§ **TAREA PROPUESTA**
En el fragmento sobre el papel de periódico, reescribe como lista breve el párrafo que empieza con «Sin embargo, un periódico de hace veinte años» y conserva sus datos principales.

§ **FRAGMENTO DE LECTURA**
####################

EXTRA, EXTRA

Nada tan actual como el periódico de hace un siglo

EXTRA, EXTRA
Pablo Martínez Zarracina
PABLO MARTÍNEZ ZARRACINA

El papel de periódico es un material sorprendente. Soporta mejor el paso de las décadas que el de los minutos. Así, al hojear un periódico de hace dos días lo encontramos obsoleto, superado por todo lo que ha pasado desde entonces: las declaraciones del político, el resultado del derbi, la crisis municipal ocasionada por lo del concejal, el zoo, la despedida de soltero y los dromedarios…

Sin embargo, un periódico de hace veinte años nos parece un documento lleno de interés, casi chispeante. Poco importa que no reconozcamos a la mayoría de quienes salen en él. Sucede porque el papel de periódico es bueno atrapando noticias, pero es insuperable atrapando el espíritu de la época. Queda esa información intacta, como conservada en ámbar, en los márgenes de las grandes historias, las declaraciones políticas y las entrevistas exclusivas. Su rastro lo encontramos en el lenguaje de los articulistas y el gesto de quienes posan para las fotos, en las pequeñas noticias, los sueltos anecdóticos, las caricaturas, las necrológicas o las promociones comerciales.

####################

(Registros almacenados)
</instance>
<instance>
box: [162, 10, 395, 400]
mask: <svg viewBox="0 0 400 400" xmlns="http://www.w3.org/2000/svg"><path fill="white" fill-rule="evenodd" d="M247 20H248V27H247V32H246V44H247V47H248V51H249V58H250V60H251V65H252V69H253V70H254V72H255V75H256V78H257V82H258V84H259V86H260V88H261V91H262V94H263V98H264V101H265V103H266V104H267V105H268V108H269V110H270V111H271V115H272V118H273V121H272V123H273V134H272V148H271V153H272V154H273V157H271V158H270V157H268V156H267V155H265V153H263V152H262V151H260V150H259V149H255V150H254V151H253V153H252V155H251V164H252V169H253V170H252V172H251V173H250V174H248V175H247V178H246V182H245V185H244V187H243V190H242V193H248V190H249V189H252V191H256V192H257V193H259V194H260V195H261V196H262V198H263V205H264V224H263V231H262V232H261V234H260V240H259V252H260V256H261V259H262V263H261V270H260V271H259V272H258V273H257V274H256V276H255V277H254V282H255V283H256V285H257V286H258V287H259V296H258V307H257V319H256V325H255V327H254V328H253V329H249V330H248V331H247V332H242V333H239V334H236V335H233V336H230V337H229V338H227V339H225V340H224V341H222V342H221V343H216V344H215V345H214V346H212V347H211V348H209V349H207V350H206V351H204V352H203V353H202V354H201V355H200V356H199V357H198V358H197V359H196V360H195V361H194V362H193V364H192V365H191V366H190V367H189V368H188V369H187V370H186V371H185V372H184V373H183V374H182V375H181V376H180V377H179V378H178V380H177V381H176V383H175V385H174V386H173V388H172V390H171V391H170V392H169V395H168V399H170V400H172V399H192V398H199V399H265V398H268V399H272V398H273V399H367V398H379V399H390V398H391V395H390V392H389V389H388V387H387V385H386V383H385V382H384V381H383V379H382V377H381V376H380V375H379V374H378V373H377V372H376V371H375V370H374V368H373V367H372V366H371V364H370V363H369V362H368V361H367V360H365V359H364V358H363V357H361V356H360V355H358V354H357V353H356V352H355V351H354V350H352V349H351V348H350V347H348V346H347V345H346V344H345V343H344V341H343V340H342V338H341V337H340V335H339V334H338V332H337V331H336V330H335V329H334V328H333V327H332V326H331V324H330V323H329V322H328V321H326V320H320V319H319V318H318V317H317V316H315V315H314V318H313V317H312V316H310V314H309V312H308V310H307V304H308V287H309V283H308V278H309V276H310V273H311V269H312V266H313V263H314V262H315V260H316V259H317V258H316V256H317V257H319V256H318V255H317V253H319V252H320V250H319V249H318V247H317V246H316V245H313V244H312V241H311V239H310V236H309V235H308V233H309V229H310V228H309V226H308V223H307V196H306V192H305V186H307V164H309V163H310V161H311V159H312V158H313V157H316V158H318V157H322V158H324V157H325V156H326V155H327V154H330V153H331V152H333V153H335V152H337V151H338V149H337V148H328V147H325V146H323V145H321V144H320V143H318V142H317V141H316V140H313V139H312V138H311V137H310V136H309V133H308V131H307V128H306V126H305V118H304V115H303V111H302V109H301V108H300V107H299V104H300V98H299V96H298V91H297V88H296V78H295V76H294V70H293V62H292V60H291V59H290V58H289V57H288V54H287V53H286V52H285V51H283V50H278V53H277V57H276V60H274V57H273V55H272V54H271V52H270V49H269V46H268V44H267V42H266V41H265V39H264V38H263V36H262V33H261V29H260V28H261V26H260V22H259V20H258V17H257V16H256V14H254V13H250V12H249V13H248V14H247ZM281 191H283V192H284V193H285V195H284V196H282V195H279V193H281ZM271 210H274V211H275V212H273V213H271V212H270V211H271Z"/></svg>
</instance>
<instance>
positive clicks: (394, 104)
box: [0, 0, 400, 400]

####################

§ **RESPUESTA**
- Un periódico de hace veinte años parece un documento lleno de interés, casi chispeante, aunque no reconozcamos a la mayoría de quienes salen en él.
- El papel de periódico es bueno atrapando noticias, pero insuperable atrapando el espíritu de la época.
- Esa información queda intacta, como conservada en ámbar, en los márgenes de las grandes historias, las declaraciones políticas y las entrevistas exclusivas.
- Su rastro aparece en el lenguaje de los articulistas, el gesto de quienes posan para las fotos, las pequeñas noticias, los sueltos anecdóticos, las caricaturas, las necrológicas y las promociones comerciales.